Please copy out the entries until you have copied the line that contains "Annotate the bird's foot", beginning with the first line.
◇ ◇ ◇ ◇
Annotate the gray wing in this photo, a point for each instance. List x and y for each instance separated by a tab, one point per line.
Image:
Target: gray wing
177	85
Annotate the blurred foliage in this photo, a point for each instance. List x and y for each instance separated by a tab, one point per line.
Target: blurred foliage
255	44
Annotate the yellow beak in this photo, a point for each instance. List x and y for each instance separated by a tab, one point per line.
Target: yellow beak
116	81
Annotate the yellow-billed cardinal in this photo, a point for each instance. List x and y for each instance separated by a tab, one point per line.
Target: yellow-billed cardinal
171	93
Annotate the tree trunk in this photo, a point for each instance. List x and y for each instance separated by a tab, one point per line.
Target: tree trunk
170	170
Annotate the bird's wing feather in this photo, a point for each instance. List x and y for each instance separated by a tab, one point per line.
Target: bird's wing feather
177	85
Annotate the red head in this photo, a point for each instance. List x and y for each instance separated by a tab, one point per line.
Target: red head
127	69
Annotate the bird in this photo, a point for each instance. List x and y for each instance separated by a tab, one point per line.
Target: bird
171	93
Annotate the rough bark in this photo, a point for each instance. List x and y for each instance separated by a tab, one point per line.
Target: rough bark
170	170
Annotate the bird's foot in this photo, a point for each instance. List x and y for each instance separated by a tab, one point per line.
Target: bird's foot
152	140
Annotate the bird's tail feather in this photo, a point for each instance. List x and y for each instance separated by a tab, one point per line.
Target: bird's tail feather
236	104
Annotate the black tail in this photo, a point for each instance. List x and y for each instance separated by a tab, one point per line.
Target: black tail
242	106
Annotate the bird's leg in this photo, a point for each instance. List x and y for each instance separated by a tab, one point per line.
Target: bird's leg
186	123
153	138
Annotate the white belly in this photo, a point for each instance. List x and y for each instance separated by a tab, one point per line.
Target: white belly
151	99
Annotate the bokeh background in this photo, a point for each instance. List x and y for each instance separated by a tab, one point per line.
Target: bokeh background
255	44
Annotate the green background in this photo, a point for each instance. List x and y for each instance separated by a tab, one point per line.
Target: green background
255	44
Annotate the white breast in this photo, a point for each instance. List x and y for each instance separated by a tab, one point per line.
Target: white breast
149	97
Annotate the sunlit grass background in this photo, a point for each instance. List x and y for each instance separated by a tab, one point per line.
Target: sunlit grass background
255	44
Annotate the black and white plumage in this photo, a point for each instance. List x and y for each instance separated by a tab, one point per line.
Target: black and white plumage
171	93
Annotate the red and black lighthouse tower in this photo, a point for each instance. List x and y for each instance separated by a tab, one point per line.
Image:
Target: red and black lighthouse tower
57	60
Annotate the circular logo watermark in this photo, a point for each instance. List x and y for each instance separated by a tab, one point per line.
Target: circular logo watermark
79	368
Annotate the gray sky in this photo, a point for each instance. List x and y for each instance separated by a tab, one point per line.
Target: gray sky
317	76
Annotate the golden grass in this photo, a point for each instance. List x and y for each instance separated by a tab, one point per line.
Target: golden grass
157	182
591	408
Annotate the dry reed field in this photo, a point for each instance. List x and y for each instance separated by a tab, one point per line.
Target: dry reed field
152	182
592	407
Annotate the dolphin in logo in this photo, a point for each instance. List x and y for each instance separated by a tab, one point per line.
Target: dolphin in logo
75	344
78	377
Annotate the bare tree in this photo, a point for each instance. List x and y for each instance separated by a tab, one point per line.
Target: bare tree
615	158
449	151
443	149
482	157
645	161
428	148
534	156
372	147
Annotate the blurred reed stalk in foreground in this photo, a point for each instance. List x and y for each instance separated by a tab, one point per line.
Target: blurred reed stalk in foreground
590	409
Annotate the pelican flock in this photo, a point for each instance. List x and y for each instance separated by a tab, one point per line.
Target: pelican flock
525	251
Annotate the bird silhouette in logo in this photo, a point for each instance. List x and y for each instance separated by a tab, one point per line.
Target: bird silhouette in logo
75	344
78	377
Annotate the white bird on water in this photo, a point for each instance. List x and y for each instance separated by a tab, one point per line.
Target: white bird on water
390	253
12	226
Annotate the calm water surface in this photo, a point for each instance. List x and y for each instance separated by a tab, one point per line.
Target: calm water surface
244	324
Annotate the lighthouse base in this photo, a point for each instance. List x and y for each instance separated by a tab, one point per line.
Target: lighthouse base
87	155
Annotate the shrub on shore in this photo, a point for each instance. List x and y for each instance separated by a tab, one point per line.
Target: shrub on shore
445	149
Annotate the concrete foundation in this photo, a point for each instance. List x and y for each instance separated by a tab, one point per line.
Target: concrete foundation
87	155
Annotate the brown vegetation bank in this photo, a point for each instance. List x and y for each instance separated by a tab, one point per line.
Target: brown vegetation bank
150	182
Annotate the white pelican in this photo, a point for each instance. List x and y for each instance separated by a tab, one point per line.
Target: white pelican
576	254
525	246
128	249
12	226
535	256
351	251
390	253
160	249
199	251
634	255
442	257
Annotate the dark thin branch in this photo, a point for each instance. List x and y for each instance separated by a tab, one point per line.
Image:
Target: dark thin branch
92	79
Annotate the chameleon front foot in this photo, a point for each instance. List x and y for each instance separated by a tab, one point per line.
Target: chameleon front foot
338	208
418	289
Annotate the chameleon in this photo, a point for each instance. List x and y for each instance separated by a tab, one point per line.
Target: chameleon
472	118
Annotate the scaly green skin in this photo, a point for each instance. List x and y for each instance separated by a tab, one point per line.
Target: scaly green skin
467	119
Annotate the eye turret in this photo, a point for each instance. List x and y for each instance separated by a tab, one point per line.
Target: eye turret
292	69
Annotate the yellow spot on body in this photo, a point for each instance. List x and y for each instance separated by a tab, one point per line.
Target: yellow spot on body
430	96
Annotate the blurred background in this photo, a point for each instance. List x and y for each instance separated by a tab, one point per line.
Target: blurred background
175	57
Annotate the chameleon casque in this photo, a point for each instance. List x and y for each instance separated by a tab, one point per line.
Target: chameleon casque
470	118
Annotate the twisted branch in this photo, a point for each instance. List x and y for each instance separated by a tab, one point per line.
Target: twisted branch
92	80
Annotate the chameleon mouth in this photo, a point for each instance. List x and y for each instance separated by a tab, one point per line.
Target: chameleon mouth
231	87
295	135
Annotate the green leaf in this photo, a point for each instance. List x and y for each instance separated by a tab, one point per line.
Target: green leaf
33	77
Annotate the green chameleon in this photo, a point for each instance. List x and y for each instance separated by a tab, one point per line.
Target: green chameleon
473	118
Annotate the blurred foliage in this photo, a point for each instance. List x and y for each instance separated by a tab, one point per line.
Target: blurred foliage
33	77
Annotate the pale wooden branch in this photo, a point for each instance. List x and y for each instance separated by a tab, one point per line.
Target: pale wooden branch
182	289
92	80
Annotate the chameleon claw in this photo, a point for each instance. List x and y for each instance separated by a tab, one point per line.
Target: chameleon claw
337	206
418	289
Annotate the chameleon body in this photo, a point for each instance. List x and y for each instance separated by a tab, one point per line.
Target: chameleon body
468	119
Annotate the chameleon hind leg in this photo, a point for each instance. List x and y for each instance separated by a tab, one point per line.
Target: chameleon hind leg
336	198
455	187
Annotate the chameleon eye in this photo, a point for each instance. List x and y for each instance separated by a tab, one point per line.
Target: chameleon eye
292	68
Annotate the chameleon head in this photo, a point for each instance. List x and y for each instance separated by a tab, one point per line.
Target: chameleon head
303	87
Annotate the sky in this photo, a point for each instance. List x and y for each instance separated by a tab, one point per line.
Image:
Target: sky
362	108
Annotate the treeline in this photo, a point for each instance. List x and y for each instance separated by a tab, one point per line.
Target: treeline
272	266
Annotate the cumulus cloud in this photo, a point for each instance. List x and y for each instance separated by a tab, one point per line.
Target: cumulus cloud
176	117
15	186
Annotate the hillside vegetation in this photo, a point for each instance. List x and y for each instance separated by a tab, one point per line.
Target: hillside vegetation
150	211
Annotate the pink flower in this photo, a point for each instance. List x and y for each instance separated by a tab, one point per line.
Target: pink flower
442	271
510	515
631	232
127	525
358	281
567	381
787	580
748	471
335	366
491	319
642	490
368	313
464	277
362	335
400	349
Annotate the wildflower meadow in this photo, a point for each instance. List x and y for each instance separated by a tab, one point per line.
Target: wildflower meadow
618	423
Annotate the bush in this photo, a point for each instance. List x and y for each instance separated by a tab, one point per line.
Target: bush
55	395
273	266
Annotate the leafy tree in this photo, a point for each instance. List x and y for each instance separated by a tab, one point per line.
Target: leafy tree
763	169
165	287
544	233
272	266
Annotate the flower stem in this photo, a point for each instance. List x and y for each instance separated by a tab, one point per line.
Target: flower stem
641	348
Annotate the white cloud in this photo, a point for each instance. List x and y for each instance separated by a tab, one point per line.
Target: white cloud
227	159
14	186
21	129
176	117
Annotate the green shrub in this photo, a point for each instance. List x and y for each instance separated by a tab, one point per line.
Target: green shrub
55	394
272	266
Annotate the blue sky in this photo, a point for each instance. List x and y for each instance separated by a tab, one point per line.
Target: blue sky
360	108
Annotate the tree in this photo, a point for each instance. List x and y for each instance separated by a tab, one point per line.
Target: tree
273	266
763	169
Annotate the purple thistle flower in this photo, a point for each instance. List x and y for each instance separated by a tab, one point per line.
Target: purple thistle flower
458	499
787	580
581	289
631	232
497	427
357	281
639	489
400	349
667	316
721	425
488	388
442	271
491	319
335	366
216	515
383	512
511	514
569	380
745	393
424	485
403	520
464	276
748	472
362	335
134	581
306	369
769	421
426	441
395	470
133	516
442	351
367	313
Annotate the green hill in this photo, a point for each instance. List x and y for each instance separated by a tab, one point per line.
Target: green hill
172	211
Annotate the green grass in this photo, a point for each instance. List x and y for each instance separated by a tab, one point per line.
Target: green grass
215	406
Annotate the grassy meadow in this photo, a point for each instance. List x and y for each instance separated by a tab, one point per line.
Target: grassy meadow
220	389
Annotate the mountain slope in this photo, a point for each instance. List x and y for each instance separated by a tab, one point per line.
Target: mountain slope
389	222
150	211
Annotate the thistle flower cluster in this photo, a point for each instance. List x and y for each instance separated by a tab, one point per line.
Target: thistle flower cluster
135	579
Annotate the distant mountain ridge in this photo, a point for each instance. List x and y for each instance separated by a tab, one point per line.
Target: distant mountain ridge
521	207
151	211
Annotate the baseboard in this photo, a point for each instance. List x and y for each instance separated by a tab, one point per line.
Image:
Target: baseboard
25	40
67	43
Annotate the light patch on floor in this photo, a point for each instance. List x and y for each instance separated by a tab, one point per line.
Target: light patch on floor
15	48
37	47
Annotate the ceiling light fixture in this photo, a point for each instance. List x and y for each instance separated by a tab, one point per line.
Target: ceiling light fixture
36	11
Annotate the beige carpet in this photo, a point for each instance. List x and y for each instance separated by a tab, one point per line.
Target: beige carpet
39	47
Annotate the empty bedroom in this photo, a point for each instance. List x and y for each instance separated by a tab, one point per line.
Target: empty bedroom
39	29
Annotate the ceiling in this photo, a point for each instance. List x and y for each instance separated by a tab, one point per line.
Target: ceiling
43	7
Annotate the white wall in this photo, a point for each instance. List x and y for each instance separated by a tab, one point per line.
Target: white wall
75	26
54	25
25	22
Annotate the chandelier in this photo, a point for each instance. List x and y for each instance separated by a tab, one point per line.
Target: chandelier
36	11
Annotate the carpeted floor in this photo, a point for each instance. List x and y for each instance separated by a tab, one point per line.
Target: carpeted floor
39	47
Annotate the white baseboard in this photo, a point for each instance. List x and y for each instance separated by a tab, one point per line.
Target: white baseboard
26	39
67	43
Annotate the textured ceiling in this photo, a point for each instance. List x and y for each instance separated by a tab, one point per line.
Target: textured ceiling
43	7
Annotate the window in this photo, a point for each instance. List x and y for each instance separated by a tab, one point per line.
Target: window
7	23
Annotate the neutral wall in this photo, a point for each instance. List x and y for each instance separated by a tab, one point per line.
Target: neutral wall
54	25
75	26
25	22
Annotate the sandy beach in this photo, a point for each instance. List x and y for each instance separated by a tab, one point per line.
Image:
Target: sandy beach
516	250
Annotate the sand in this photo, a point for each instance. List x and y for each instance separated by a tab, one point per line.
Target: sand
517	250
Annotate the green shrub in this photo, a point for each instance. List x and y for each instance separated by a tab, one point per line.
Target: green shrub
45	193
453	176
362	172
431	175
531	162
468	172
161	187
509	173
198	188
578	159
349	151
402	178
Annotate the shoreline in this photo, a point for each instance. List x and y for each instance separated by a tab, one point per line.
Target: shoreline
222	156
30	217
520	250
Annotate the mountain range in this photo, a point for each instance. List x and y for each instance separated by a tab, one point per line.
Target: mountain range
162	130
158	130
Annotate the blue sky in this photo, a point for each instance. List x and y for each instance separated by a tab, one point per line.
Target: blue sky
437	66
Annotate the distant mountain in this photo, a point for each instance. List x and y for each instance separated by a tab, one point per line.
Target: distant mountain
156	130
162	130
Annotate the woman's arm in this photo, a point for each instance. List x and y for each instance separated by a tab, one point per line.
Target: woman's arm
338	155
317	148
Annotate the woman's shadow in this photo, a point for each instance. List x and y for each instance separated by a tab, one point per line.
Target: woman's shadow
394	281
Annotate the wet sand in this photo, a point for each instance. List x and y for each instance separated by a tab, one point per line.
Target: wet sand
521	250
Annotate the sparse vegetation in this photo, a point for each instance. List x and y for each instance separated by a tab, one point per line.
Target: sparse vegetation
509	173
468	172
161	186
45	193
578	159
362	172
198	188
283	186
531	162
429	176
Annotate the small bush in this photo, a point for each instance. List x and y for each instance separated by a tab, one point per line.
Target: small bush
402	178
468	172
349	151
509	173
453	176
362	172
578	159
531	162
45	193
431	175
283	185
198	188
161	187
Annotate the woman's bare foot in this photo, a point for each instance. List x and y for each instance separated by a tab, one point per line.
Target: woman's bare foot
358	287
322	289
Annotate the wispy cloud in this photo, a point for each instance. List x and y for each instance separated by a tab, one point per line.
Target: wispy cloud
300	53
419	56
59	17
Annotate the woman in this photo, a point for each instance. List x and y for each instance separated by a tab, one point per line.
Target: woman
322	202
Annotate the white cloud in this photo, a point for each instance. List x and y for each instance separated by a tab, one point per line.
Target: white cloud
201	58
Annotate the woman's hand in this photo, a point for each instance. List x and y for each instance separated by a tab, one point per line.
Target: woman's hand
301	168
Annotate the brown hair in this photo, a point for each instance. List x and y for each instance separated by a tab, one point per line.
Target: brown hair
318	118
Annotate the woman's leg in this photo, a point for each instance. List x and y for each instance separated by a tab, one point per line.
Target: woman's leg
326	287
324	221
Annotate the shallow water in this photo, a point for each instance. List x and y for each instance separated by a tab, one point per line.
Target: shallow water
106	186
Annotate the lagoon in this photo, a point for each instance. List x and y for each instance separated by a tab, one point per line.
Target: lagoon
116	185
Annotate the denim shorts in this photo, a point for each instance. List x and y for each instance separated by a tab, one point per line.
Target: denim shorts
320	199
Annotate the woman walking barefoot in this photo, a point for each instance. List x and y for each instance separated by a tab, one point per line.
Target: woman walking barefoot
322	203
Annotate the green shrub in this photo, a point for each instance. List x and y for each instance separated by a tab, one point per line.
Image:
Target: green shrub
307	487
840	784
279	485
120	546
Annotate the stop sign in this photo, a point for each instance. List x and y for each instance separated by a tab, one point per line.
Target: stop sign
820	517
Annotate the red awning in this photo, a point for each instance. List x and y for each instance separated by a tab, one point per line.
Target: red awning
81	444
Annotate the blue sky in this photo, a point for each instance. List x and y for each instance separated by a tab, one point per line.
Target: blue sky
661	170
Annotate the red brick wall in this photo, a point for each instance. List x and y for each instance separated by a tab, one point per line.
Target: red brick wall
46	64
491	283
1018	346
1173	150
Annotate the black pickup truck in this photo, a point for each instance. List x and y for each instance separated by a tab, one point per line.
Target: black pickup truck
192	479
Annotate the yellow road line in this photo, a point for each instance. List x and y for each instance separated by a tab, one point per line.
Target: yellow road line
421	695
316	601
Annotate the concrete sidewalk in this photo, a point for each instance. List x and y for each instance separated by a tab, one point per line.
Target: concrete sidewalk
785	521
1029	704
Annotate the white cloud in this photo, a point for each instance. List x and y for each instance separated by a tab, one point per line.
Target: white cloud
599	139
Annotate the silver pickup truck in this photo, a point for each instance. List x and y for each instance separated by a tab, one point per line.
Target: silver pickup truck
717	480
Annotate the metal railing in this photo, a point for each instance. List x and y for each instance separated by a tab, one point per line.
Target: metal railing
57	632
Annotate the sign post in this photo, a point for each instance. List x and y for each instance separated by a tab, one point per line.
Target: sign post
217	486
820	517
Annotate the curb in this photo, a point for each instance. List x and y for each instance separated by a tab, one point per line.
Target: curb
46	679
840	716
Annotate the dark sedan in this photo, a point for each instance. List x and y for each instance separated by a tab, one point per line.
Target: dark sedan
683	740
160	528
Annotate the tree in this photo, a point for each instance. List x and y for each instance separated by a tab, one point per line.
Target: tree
◇ ◇ ◇ ◇
- _EXERCISE RESULT_
Annotate the gray wing in this photo, a point for each instance. List x and y for each instance separated by a tab, one point per line.
Image:
Target: gray wing
177	85
Annotate the blurred foliage in this photo, a point for each instance. List x and y for each instance separated by a tab, one point per line.
Target: blurred foliage
255	44
Annotate the yellow beak in this photo, a point for each instance. List x and y for each instance separated by a tab, one point per line.
Target: yellow beak
116	81
Annotate the yellow-billed cardinal in this photo, a point for each instance. List x and y for each instance separated by a tab, one point per line.
Target: yellow-billed cardinal
171	93
Annotate the tree trunk in this photo, a point for each instance. List x and y for each instance separated by a tab, one point per line.
Target: tree trunk
170	170
Annotate the bird's wing feather in this photo, a point for each instance. List x and y for each instance separated by a tab, one point per line.
Target: bird's wing feather
177	85
Annotate the red head in this photo, a point for each instance. List x and y for each instance separated by a tab, one point per line.
Target: red head
127	69
Annotate the bird in this photo, a point for each instance. List x and y for each instance separated by a tab, one point per line.
Target: bird
171	93
Annotate the rough bark in this photo, a point for each instance. List x and y for each instance separated by a tab, one point per line.
Target: rough bark
170	170
Annotate the bird's foot in this photo, a point for each instance. List x and y for each instance separated by a tab, one point per line.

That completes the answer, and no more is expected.